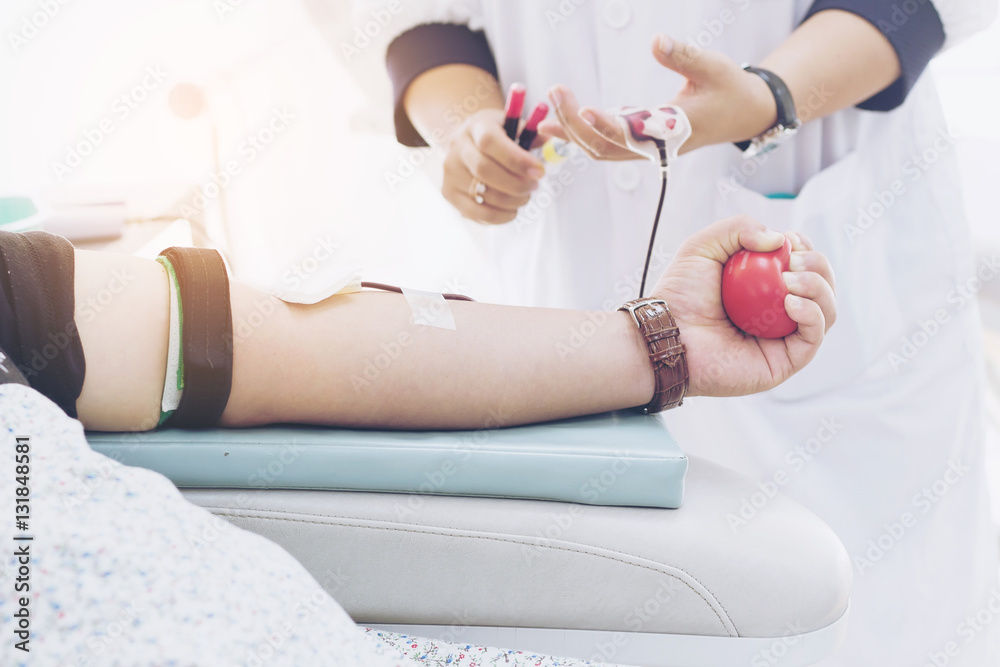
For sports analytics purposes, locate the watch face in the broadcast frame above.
[743,124,799,158]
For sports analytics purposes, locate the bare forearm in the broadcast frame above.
[760,10,900,125]
[223,288,653,429]
[403,65,503,145]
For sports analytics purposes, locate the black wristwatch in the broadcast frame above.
[736,65,802,158]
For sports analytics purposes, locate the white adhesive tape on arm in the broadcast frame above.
[402,287,455,331]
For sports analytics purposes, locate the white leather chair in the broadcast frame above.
[91,416,851,667]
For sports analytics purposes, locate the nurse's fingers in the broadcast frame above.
[468,123,545,184]
[577,107,632,157]
[442,186,517,225]
[781,271,837,331]
[465,174,531,212]
[549,86,617,160]
[788,250,837,289]
[653,34,731,81]
[538,118,572,141]
[459,135,541,197]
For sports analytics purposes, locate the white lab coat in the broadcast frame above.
[360,0,1000,667]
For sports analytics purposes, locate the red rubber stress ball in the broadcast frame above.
[722,236,799,338]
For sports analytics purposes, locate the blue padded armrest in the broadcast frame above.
[87,413,687,508]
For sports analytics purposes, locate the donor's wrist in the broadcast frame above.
[619,298,690,414]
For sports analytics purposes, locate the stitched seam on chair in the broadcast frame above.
[205,507,740,637]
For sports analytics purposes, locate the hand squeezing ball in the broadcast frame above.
[722,237,799,338]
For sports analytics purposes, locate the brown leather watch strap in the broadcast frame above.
[618,298,689,414]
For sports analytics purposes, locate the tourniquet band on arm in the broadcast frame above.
[160,248,233,428]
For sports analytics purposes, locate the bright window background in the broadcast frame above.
[0,0,1000,516]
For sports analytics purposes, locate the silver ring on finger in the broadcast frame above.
[469,178,486,206]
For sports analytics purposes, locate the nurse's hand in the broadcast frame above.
[653,35,778,153]
[538,86,647,161]
[441,109,545,224]
[651,216,837,396]
[539,35,778,160]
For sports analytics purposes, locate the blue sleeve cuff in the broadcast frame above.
[803,0,945,111]
[385,23,497,147]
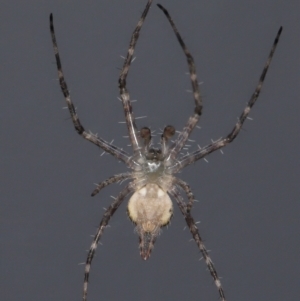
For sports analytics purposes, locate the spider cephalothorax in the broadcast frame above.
[50,0,282,301]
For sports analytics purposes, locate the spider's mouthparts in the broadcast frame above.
[140,232,157,260]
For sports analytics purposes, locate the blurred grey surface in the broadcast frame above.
[0,0,300,301]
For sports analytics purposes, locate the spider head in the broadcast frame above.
[128,183,173,260]
[146,148,163,162]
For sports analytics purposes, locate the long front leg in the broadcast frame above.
[171,27,282,173]
[50,14,129,164]
[119,0,153,158]
[157,4,202,162]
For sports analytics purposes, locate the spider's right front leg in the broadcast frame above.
[50,14,129,164]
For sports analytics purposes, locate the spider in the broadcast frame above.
[50,0,282,301]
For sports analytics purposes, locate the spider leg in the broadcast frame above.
[140,127,152,154]
[171,27,282,173]
[50,14,129,164]
[174,178,195,213]
[169,186,226,301]
[160,125,175,156]
[119,0,153,157]
[91,172,132,196]
[157,4,202,160]
[83,183,134,301]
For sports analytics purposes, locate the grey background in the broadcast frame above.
[0,0,300,301]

----------

### Task
Put all of the material above into a two-column CSV headed request and answer, with one row per request giving its text and its answer, each in a single quoted field with any line breaks replaced by spaces. Leave the pictures out.

### Written response
request,answer
"For sports analytics purposes, locate the watch face in the broadcast frame above.","[743,124,799,158]"
"For sports analytics purposes, locate the bare forearm in the broadcast frame above.","[760,10,900,125] [223,288,653,429] [403,65,503,145]"
"For sports analytics purposes, locate the black wristwatch in the broadcast frame above.","[736,65,802,158]"
"For sports analytics purposes, locate the white adhesive tape on arm in the broadcast frame above.","[402,287,455,331]"
"For sports analytics purposes, locate the white leather chair in the broadcast frame above.","[91,416,851,667]"
"For sports analytics purposes, locate the nurse's fingers in the broadcast frame above.","[468,123,545,184] [577,107,632,157] [442,186,517,225] [781,271,837,331] [465,174,531,212] [549,86,617,160] [788,250,837,289] [653,34,731,81] [538,118,572,141] [459,135,541,197]"
"For sports analytics purposes, locate the white lab coat in the broadcast frame above.","[360,0,1000,667]"
"For sports analytics purposes, locate the red rubber stress ball in the broadcast frame above.","[722,236,799,338]"
"For sports analytics purposes, locate the blue padded armrest in the broadcast frame above.","[87,413,687,508]"
"For sports analytics purposes, locate the donor's wrist in the broadcast frame above.","[619,298,690,414]"
"For sports analytics purposes, locate the stitched seam on chair in the broadcast frame above.","[205,507,740,637]"
"For sports analytics purposes, locate the hand squeezing ball in the broadcast frame above.","[722,237,799,338]"
"For sports analytics purposes, locate the brown leather watch strap in the broadcast frame above.","[618,298,689,414]"
"For sports analytics purposes, locate the tourniquet band on arm in the broadcast frame above.","[160,248,233,428]"
"For sports analytics purposes, locate the bright window background in the broadcast frame above.","[0,0,1000,516]"
"For sports analytics purposes, locate the silver ring on finger in the broadcast frame above.","[469,178,486,206]"
"For sports analytics purposes, locate the nurse's hand in the broadcast frame above.","[653,35,778,153] [538,86,647,161] [441,109,545,224] [651,216,837,396] [539,35,778,160]"
"For sports analytics purposes, locate the blue sleeve cuff in the broadcast frame above.","[803,0,945,111] [385,23,497,147]"
"For sports analytics purposes, locate the spider cephalothorax in the broadcast frame above.","[50,0,282,301]"
"For sports analytics purposes, locate the spider's mouthparts in the broadcast frame above.","[140,232,157,260]"
"For sports analytics purposes, locate the blurred grey surface in the broadcast frame above.","[0,0,300,301]"
"For sports analytics purposes, locate the spider head in the broadcast frame above.","[128,183,173,260] [146,148,163,162]"
"For sports analytics purposes, locate the long front leg in the broadcast frame above.","[171,27,282,173] [50,14,129,164] [119,0,153,158] [157,4,202,162]"
"For sports analytics purposes, locate the spider's right front leg in the broadcast frame above.","[50,14,129,164]"
"For sports analytics purposes, locate the spider in the broadcast frame above.","[50,0,282,301]"
"For sports analytics purposes, locate the spider leg in the broadcast frame above.","[140,127,152,154] [171,27,282,173] [50,14,129,164] [174,178,195,213] [169,186,226,301] [160,125,175,156] [119,0,153,157] [91,172,132,196] [157,4,202,160] [83,183,134,301]"
"For sports analytics purposes, locate the grey background in the broadcast frame above.","[0,0,300,301]"